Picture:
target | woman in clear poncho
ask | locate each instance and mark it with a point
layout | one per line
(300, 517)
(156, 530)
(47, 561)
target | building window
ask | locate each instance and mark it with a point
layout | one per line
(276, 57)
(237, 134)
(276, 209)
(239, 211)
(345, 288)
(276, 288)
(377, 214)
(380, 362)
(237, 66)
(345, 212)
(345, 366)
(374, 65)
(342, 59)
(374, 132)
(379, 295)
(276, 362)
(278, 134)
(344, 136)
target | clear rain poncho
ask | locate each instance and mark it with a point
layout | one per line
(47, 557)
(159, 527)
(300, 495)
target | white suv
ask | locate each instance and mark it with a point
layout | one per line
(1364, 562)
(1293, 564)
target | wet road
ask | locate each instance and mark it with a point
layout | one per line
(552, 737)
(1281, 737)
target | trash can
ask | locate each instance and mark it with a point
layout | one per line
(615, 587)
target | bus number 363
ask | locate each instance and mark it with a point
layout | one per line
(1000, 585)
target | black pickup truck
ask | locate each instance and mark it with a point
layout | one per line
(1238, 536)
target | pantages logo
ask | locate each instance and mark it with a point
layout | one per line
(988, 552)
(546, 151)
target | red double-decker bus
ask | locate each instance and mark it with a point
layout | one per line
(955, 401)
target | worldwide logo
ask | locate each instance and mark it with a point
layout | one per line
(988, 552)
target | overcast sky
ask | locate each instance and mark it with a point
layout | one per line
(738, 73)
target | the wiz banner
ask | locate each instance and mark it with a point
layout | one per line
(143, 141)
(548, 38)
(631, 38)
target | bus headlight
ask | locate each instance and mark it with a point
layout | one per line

# TASK TO CARRY OUT
Quote all of the data above word for word.

# SOLUTION TO THE PROBLEM
Picture:
target | woman in clear poncho
ask | locate each instance and mark it with a point
layout | one per line
(300, 517)
(156, 530)
(47, 561)
target | building window
ask | locate each instance and mark it with a point
layout | one per line
(276, 57)
(237, 134)
(276, 209)
(239, 211)
(345, 288)
(276, 288)
(377, 214)
(380, 362)
(237, 66)
(345, 212)
(345, 366)
(374, 65)
(342, 59)
(374, 132)
(379, 295)
(276, 362)
(278, 134)
(344, 136)
target | clear rain poncho
ask | locate each instance and mark it with a point
layout | one per line
(47, 557)
(159, 527)
(300, 495)
target | white suv
ask | locate each instance and mark it with a point
layout | one per line
(1364, 562)
(1293, 564)
target | wet road
ask | locate each instance and mark it with a point
layout | one per line
(552, 737)
(1281, 737)
target | trash can
ask | locate each instance and mark it with a point
layout | one per line
(615, 587)
target | bus number 363
ask | locate each instance and mark it with a point
layout | one per line
(1000, 585)
target | black pickup truck
ask | locate each instance and mark it with a point
layout | one per line
(1238, 536)
target | pantages logo
ask | locate each instance and mark it with a point
layout | one per line
(988, 552)
(546, 151)
target | red double-decker bus
ask | locate each instance and mark it with a point
layout | one per line
(955, 401)
target | worldwide logo
ask | locate each instance and mark it with a point
layout | one per line
(988, 552)
target | overcast sky
ask | locate each instance and mark it with a point
layout | one per line
(738, 73)
target | the wiz banner
ask | locate each instance and mark it with a point
layout | one per line
(143, 141)
(548, 38)
(631, 38)
target | bus headlight
ask | locate each instance and mark it with a point
layout | one per line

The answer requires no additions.